━━━ Provided entries ━━━

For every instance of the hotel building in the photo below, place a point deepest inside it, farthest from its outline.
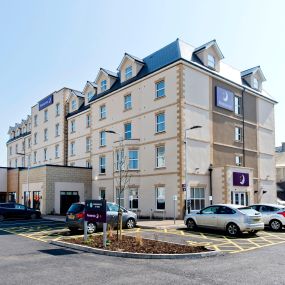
(152, 108)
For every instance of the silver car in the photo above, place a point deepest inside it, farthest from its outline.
(231, 218)
(75, 217)
(273, 215)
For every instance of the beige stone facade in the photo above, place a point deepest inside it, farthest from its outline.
(146, 108)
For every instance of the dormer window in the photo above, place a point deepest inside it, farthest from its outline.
(103, 85)
(211, 61)
(73, 105)
(255, 83)
(89, 96)
(128, 72)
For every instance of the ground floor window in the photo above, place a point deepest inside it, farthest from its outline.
(12, 197)
(160, 198)
(36, 200)
(27, 199)
(197, 198)
(102, 194)
(120, 198)
(133, 198)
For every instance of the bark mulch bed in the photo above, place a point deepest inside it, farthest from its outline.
(138, 245)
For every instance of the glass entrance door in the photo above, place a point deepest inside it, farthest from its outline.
(239, 198)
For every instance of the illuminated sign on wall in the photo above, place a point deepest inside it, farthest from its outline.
(240, 179)
(46, 102)
(224, 98)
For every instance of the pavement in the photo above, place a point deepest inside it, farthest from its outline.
(144, 224)
(31, 261)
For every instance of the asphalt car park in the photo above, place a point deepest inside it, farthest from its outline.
(47, 231)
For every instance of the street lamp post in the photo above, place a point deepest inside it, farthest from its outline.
(188, 190)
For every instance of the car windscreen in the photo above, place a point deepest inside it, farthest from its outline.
(76, 208)
(248, 211)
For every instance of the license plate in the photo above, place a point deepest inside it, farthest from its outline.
(71, 217)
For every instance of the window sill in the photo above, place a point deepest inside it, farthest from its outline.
(158, 98)
(160, 168)
(159, 133)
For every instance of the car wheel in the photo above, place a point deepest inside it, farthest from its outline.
(130, 224)
(232, 229)
(191, 225)
(253, 232)
(275, 225)
(91, 228)
(33, 216)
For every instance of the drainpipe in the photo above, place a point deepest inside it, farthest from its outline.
(243, 138)
(211, 182)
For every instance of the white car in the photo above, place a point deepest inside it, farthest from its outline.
(273, 215)
(231, 218)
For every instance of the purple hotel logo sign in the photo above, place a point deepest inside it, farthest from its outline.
(240, 179)
(46, 102)
(224, 98)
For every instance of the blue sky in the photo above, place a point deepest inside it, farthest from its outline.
(45, 45)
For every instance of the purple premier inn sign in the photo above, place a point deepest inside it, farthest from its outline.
(240, 179)
(46, 102)
(224, 98)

━━━

▶ _Your task_
Copy every record exactly as it appears, apart from any pictures.

▶ _Answer box_
For every instance of the hotel building in the photo below, place a point deepest inside it, farthest from its outline.
(152, 108)
For every instance of the silver car in the photo above, place a point deepest inside it, farthest from its outline.
(231, 218)
(75, 217)
(273, 215)
For every instance of the beige stone facade in the photo above, place a point deepest inside it, farthest from its outline.
(146, 108)
For every instance of the dormer window in the photo above, place a point deepest inside it, farthest from its outline.
(103, 85)
(211, 61)
(73, 105)
(255, 83)
(89, 96)
(128, 72)
For every instance of the ground floor window in the photo above, place a point deepest inside it, farthest from its outline.
(12, 197)
(160, 198)
(36, 200)
(27, 199)
(197, 198)
(102, 194)
(120, 198)
(133, 198)
For every instance of the bark mulch bed in the photo above, place a point deepest inside it, farthest from its outline.
(138, 245)
For every instance of the glass entrance door in the photo above, place a point deepest inside it, farthest from its outline.
(239, 198)
For every instance of the illuminated sign on wall in the photo above, place a point deepest inside it, farthest from its outline.
(240, 179)
(46, 102)
(224, 98)
For every instance of the pavement in the photo above, place a point deepest inside it, farthest from its outline.
(144, 224)
(31, 261)
For every instance of the asphalt car park in the photo above, place a point deepest inside it, farthest from its outline.
(47, 231)
For every instance of the street lamp post in the photo above, place a point deepest inside it, farthest from its outline.
(188, 190)
For every instance of the car windscreen in the photo above, place a point deepest inside it, farthest from its outline.
(76, 208)
(248, 211)
For every instance of the license plate in the photo above, place a point deepest inside it, farthest from its outline.
(71, 217)
For every instance of the window sill in the photo above, place a point deepest inside it, farthest from its outline.
(158, 98)
(160, 168)
(159, 133)
For every instance of the car wheel in the photo above, place a point deepest inside it, farthest from its outline.
(130, 224)
(232, 229)
(191, 225)
(253, 232)
(275, 225)
(91, 228)
(33, 216)
For every instance of the drainpipe in the photo above, place a point deepest inside it, farthest from its outline.
(243, 138)
(211, 182)
For every instance of the white car in the photo above, place a point deepest inside it, farthest from its outline.
(273, 215)
(231, 218)
For every instance of the purple hotel logo sign in the photo above, place a point deepest inside it, farthest from its outline.
(240, 179)
(46, 102)
(224, 98)
For every instance of the blue sky in the photo above, place a point deepest inside it, farthest from its outline.
(45, 45)
For every instance of the purple premier inn sign in the photo above, place a point deepest inside it, farthest from its outline.
(240, 179)
(46, 102)
(224, 98)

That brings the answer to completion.